Article —
Jordan Savant # Software Engineer

Neural Network Linear Algreba

Prior to this topic is the Perceptron and Multilayer Perceptron. This is information about linear algebra specific to Neural Networks.

Vectors

In an 2-dimensional space, a vector is simply a line, it has a direction and a magnitude. We can represent this vector as: [x y].

In a 3-dimensional space the vector would be three directions and magnitudes: [x y z].

In 4, 5, ... up to N dimensional space, a vector would be a single list of direction and magnitudes, one for each dimension to represent itself.

I have worked with vectors often in game development. A 2D game may have a vector of [1.3 -7.0] which could be the direction and speed of a bullet. The two values constitute a direction in an x/y coordinate system and their magnitude is like their force. These vector values can be normalized to within a range of -1 to 1 to get only their direction without their magnitude of force.

Note these are other ways we can notate a vector:

[x y]

[x]  // one tall square bracket on each side
[y]

(x)  // one tall pair of parenthsis
(y)

Vector Operations

1) Scalar

Each element is multiplied by the scalar and produces another vector.

[2] * 2  = [4]
[3]        [6]

2) Element Wise

Each element is added to another vector and produces another vector.

Brief 1 —
According to the linear algebra notes, what could a vector of [1.3 -7.0] represent in a 2D game?
Brief 2 —
Could you carry on writing the linear algebra notes, starting right after their final sentence?

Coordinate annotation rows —
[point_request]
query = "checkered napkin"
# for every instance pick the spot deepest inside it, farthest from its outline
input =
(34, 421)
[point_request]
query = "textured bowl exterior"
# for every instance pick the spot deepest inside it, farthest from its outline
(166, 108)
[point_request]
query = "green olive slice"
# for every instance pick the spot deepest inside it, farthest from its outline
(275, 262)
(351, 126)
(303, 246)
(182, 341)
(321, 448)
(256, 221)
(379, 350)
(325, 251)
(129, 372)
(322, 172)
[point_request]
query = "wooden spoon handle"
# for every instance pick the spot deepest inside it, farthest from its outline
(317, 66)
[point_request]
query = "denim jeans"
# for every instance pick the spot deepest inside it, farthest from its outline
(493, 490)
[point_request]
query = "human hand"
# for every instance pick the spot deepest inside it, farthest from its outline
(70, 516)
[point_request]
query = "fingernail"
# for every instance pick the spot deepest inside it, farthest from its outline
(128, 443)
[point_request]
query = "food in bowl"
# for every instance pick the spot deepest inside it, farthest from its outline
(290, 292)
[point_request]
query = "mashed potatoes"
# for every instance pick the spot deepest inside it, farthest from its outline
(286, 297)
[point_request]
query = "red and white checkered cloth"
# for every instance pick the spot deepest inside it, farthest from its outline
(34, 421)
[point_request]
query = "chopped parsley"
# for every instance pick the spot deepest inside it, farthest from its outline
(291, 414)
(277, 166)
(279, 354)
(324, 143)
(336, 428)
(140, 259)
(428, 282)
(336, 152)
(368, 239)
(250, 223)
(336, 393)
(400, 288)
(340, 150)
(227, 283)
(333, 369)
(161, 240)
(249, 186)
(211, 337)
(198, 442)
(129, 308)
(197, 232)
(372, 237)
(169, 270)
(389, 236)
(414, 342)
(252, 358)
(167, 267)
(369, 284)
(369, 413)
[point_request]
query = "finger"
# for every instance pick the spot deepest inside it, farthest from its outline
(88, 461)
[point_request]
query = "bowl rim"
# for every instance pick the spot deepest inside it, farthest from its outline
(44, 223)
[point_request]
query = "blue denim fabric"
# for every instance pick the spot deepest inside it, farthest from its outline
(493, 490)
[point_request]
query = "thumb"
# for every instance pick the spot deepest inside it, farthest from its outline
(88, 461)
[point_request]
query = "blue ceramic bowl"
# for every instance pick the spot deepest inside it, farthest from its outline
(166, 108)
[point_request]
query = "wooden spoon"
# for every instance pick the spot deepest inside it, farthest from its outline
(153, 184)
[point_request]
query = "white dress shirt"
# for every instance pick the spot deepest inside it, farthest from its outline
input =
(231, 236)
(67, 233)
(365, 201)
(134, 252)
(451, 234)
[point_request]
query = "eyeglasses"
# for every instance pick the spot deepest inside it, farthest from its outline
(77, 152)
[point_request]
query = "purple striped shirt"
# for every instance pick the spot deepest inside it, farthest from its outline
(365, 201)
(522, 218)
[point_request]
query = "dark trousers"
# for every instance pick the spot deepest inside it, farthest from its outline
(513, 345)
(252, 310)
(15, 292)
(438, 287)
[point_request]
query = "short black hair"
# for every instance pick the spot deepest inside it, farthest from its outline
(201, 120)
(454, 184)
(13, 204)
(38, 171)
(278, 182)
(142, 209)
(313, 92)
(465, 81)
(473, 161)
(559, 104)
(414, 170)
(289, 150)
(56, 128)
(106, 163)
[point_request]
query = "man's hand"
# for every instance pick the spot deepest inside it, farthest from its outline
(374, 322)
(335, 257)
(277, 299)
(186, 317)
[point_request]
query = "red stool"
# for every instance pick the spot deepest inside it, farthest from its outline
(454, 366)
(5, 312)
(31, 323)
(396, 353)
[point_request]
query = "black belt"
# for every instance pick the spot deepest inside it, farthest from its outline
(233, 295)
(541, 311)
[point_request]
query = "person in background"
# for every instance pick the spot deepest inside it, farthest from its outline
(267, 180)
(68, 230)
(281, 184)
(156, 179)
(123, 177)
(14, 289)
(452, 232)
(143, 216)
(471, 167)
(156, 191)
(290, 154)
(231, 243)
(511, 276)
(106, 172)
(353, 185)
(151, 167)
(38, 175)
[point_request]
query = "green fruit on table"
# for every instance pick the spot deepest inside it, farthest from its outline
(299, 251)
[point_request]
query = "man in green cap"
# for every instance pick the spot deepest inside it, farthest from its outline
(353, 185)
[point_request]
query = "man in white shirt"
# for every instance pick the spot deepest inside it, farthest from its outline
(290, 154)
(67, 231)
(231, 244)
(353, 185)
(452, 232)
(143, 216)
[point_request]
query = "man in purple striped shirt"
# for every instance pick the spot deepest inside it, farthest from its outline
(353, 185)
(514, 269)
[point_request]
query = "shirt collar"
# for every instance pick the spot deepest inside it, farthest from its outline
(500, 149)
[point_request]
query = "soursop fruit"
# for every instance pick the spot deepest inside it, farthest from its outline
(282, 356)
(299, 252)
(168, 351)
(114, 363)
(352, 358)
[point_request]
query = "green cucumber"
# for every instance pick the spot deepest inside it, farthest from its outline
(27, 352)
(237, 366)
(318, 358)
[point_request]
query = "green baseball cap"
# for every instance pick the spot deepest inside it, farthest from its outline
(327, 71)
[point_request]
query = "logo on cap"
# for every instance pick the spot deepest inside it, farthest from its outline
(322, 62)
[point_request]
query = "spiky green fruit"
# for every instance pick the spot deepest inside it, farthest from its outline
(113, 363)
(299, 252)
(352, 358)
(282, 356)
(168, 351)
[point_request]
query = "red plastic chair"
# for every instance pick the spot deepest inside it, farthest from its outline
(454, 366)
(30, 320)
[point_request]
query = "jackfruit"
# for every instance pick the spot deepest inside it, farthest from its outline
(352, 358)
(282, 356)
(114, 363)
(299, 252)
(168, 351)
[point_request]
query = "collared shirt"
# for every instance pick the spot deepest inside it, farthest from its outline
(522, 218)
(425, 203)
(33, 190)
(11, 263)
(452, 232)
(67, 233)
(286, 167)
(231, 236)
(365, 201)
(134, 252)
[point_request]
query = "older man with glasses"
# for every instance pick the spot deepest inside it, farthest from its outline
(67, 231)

Task result 1 —
The direction and speed of a bullet.

Task result 2 —
[2] + [-1] = [1]
[3]   [ 5]   [8]

3) Dot Product

Two vectors multiplied together and summed to produce a scalar.

Each element in the same row multiplied together. The result of each row added together.

[2] . [-1] =  ((2 * -1) + (3 * 5)) = 13
[3]   [ 5]

Matrix

A matrix, instead of a linear list of values, is a 2-dimensional grid of values. They are referred to by rows x columns.

This is an example of a 2x3 matrix:

[a b c]
[d e f]

Here is an example of a matrix implementation in Javascript

function Matrix(rows, cols) {
    this.rows = rows;
    this.cols = cols;
    this.matrix = [];
    // Initialize our 2d array with 0
    for (var i=0; i < rows; i++) {
        this.matrix[i] = [];
        for (var j=0; j < cols; j++) {
            this.matrix[i][j] = 0;
        }
    }
}
var m = new Matrix(2, 3);

Matrix Operations

1) Scalar

Each element is multiplied by the scalar and produces a matrix of the same size.

[ 2 3] * 2 = [ 4  6]
[-4 9]       [-8 18]

[ 2 3] + 2 = [ 4  5]
[-4 9]       [-2 11]

Here is an implementation of this method in our Javascript example.

// Multiplication
Matrix.prototype.scalarMultiply = function (scalar) {
    for (var i=0; i < rows; i++) {
        for (var j=0; j < cols; j++) {
            this.matrix[i][j] *= scalar;
        }
    }
}
// Addition
Matrix.prototype.scalarAdd = function (scalar) {
    for (var i=0; i < rows; i++) {
        for (var j=0; j < cols; j++) {
            this.matrix[i][j] += scalar;
        }
    }
}

2) Element Wise

Each element is added to the corresponding element in the matrices producting a matrix of the same size.

[a b] + [e f] = [a+e b+f]
[c d]   [g h]   [x+g d+h]

We can update our scalarMultiple and scalarAdd to work with other matrices.

// Multiplication
Matrix.prototype.multiply = function (n) {
    if (n instanceof Matrix) {
        for (var i=0; i < rows; i++) {
            for (var j=0; j < cols; j++) {
                this.matrix[i][j] *= n.matrix[i][j]; // element wise (Hadamard Product)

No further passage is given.